EX-3.10 12 dex310.htm CERT. OF INCORP. OF JOHNSONDIVERSEY PUERTO RICO Prepared by R.R. Donnelley Financial -- Cert. of Incorp. of JohnsonDiversey Puerto Rico
 
Exhibit 3.10
 
CERTIFICATE OF INCORPORATION
OF
JOHNSON DIVERSEY PUERTO RICO, INC.
 
FIRST:    The name of the corporation is Johnson Diversey Puerto Rico, Inc. (the “Corporation”).
 
SECOND:    The address of the registered office of the Corporation in the State of Delaware is 1209 Orange Street, Wilmington, Delaware, New Castle County, and the registered agent at such address is The Corporation Trust Company.
 
THIRD:    The purpose of the Corporation is to engage in any lawful act or activity for which corporations may be organized under the General Corporation Law of the State of Delaware (the “DGCL”).
 
FOURTH:    The total shares of capital stock that the Corporation is authorized to issue is 1,000 shares of Common Stock, no par value per share.
 
FIFTH:    The name and mailing addresses of the persons who will serve as directors of the Corporation until the first annual meeting of stockholders or until their successors are elected and qualified are:
 
Name

  
Address

Luis F. Machado
  
c/o S.C. Johnson Commercial Markets, Inc.
8310 16th Street
Sturtevant, WI 53177-0902
 
Elections of directors need not be by written ballot except and to the extent provided in the bylaws of the Corporation.
 
SIXTH:    To the fullest extent permitted by the DGCL or any other applicable laws presently or hereafter in effect, no director of the Corporation shall be personally liable to the Corporation or its stockholders for or with respect to any acts or omissions in the performance of his or her duties as a director of the Corporation. Any repeal or modification of this Article Sixth shall not adversely affect any right or protection of a director of the Corporation existing immediately prior to such repeal or modification.

[Collected data entries]

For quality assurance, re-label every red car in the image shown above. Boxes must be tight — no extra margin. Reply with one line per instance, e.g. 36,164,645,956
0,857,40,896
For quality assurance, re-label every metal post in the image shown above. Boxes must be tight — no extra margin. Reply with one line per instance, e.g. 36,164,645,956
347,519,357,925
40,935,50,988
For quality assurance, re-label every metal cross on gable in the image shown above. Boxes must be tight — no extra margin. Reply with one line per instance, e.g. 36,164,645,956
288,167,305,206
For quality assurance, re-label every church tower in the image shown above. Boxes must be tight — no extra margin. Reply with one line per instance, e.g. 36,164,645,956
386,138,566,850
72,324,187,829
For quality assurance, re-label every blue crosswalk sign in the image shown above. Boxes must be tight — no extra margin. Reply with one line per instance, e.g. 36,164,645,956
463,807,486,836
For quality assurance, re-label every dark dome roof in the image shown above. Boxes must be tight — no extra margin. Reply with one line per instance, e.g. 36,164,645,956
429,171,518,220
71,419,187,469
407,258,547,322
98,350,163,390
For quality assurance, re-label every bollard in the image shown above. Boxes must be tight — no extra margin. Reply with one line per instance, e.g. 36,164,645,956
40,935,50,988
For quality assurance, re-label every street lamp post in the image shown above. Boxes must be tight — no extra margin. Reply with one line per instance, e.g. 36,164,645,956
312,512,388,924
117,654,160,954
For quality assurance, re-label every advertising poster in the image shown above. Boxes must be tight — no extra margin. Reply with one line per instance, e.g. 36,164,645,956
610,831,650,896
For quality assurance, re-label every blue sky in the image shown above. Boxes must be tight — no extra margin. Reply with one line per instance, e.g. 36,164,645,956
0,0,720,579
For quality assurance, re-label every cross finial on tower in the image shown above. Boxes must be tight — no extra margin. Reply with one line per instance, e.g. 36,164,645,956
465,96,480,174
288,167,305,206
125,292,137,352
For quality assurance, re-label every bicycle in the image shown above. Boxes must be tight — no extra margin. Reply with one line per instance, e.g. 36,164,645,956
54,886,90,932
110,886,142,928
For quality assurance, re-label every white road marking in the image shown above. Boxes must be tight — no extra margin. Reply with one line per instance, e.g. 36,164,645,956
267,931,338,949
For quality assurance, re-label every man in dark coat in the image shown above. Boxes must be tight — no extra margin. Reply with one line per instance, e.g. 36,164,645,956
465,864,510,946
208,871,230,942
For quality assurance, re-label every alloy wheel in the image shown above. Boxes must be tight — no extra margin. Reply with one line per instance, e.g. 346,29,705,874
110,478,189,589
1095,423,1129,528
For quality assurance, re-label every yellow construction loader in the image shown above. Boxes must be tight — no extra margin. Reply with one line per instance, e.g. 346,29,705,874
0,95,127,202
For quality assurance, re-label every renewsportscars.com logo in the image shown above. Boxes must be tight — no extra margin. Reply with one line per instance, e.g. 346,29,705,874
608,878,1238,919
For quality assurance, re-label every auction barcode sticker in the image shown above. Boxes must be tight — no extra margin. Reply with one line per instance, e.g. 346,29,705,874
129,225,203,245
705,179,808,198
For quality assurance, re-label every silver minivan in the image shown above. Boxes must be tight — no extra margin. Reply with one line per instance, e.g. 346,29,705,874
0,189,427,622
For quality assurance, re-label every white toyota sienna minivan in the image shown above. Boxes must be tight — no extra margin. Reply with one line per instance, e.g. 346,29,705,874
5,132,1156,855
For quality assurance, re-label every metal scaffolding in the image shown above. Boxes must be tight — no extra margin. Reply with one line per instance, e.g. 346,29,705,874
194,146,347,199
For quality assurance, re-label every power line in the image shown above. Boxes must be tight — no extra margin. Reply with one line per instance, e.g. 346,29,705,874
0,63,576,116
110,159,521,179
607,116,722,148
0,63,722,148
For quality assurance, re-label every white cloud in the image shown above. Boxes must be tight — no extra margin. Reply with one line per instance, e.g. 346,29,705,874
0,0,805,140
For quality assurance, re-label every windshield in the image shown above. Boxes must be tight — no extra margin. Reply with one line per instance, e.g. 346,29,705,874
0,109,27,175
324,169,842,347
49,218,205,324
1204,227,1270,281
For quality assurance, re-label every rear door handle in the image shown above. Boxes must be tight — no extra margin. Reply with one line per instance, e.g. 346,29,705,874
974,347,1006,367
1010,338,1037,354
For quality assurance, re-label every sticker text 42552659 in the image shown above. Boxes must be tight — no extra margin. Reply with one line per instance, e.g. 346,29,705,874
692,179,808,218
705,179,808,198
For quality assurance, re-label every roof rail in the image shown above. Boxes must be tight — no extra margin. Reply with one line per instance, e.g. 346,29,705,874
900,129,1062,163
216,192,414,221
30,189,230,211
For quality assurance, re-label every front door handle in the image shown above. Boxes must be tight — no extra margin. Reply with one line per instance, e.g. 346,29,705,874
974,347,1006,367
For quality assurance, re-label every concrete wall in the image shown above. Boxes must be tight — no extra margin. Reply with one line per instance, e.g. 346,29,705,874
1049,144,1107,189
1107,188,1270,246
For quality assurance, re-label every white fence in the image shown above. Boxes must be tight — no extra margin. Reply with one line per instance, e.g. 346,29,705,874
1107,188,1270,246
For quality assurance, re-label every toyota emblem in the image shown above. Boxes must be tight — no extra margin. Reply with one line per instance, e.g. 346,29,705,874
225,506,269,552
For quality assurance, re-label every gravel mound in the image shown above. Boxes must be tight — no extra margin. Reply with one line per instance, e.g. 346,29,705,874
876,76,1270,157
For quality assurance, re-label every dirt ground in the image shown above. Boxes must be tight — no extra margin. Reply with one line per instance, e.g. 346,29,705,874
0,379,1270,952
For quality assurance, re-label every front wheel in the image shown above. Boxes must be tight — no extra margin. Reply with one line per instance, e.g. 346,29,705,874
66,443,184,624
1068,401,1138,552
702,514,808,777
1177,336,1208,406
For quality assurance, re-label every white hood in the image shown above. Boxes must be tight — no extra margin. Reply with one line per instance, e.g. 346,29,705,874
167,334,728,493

### Exercise requirements
A – Return verbatim the lines of the records from the line containing "For quality assurance, re-label every advertising" up to and including the line containing "267,931,338,949".
B – Resume the certificate of incorporation from the point at which it stops.

### Task-by-task outputs
A –
For quality assurance, re-label every advertising poster in the image shown above. Boxes must be tight — no extra margin. Reply with one line per instance, e.g. 36,164,645,956
610,831,650,896
For quality assurance, re-label every blue sky in the image shown above. Boxes must be tight — no extra margin. Reply with one line per instance, e.g. 36,164,645,956
0,0,720,579
For quality assurance, re-label every cross finial on tower in the image shown above. Boxes must be tight — no extra margin. Reply with one line per instance, e.g. 36,164,645,956
465,96,480,174
288,167,305,206
125,292,137,352
For quality assurance, re-label every bicycle in the image shown above. Boxes must be tight — no extra margin. Reply with one line per instance, e.g. 36,164,645,956
54,886,90,932
110,886,142,928
For quality assurance, re-label every white road marking in the image shown above. Boxes must be tight — no extra margin. Reply with one line per instance, e.g. 36,164,645,956
267,931,338,949

B –
 
SEVENTH:    Each person who is or was or had agreed to become a director or officer of the Corporation, or each such person who is or was serving or who had agreed to serve at the request of the Board of Directors or an officer of the Corporation as an employee or agent of the


 
Corporation or as a director, officer, employee or agent of another corporation, partnership, joint venture, trust or other enterprise (including the heirs, executors, administrators or estate of such person), shall be indemnified by the Corporation to the full extent permitted by the DGCL or any other applicable laws as presently or hereafter in effect. Without limiting the generality or the effect of the foregoing, the Corporation may enter into one or more agreements with any person which provide for indemnification greater or different than that provided in this Article Seventh. Any repeal or modification of this Article Seventh shall not adversely affect any right or protection existing hereunder immediately prior to such repeal or modification.
 
EIGHTH:    In furtherance and not in limitation of the rights, powers, privileges, and discretionary authority granted or conferred by the DGCL or any other applicable laws of the State of Delaware, the Board of Directors is expressly authorized to adopt, alter, amend or repeal the bylaws of the Corporation, without any action on the part of the stockholders. The Corporation may in its bylaws confer powers upon the Board of Directors in addition to the foregoing and in addition to the powers and authorities expressly conferred upon the Board of Directors by applicable law.
 
NINTH:    The Corporation reserves the right at any time and from time to time to alter amend, or repeal any provision contained in this Certificate of Incorporation or adopt any other provision authorized by the laws of the State of Delaware from time to time, in the manner now or hereafter prescribed herein or by applicable law, and all rights, powers, preferences and privileges of whatsoever nature conferred upon stockholders, directors or any other persons by and pursuant to this Certificate of Incorporation in its present form or as hereafter amended are granted subject to this reservation.
 
TENTH:    The name and mailing address of the incorporator are: Luis F. Machado, c/o S.C. Johnson Commercial Markets, Inc., 8310 16th Street, Sturtevant, WI 53177-0902.
 
I, the undersigned, for the purpose of incorporating a corporation under the laws of the State of Delaware, do make, file and record this Certificate of Incorporation, and do certify that the facts herein stated are true, and I have accordingly hereunto set my hand this 21st day of February, 2002.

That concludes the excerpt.